* [Exercices]
**A.** Relevez tous les pays nommés dans le texte sur la monnaie d'or et d'argent.
**B.** D'après le texte sur la monnaie d'or et d'argent, qu'interdit la théorie monométalliste ?
**C.** Poursuivez le texte sur la monnaie d'or et d'argent après sa dernière phrase.

* [Texte de la page]

═══

Les grandes nations sont malheureusement fort éloignées d’un commun accord. L’Angleterre, satisfaite de sa monnaie d’or, ne s’en veut nullement départir. L’Allemagne a rejeté l’argent et ne penche pas à le reprendre. La Hollande, la Suède, le Danemark et le Portugal fortifient la cause de l’or en s’y associant.

L’acceptation générale du bimétallisme n’est pas à espérer.

Le monométallisme est la solution orthodoxe; les ignorans seuls, dit-on, peuvent la repousser, et plus d’un économiste estimé de tous se déclare honteux, pour la défendre, d’avoir à démontrer l’évidence. On trouverait bon, cependant, en conservant l’or pour l’Europe, que l’Inde et la Chine donnassent asile au métal blanc, dont l’emploi, comme monnaie d’appoint auxiliaire de l’or, n’utiliserait qu’une bien faible partie. La théorie, il est juste d’en faire la remarque, ne se contredit pas pour cela; elle interdit l’usage simultané des deux métaux, mais permet de choisir.

═══

* [Données fournies]
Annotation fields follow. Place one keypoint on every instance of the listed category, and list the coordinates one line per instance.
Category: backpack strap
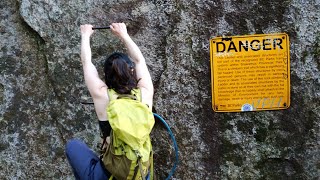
(135, 94)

═══

* [Réponses par exercice]
**A.** Angleterre, Allemagne, Hollande, Suède, Danemark, Portugal, Inde, Chine

**B.** Elle interdit l'usage simultané des deux métaux.

**C.**
L’Angleterre, en 1816, pour adopter la monnaie d’or, n’a pas rencontré d’embarras sérieux. Il ne faut pas alléguer cet exemple : L’or, en effet, succédait au papier-monnaie. L’entreprise pour nous serait plus audacieuse ; la France, pour abolir la monnaie d’argent, devrait transformer en lingots pour plus de deux milliards de pièces de 5 francs. Si l’Italie, l’Espagne, la Belgique et la Suisse prenaient la même résolution, si l’Allemagne et la Hollande, bravant les difficultés qui les retardent, achevaient de la mettre à exécution, qui achèterait à prix d’or une telle masse de métal devenu sans emploi? La baisse deviendrait une chute, et l’abandon d’un système illogique, mais tolérable, le remède à des malaises plus redoutés que ressentis, coûterait un milliard à la France. Si le bimétallisme universel est fendu impossible paû le refus d’un accord commun, la préférence de tous pour l’or oppose au monométallisme un obstacle à peu près invincible.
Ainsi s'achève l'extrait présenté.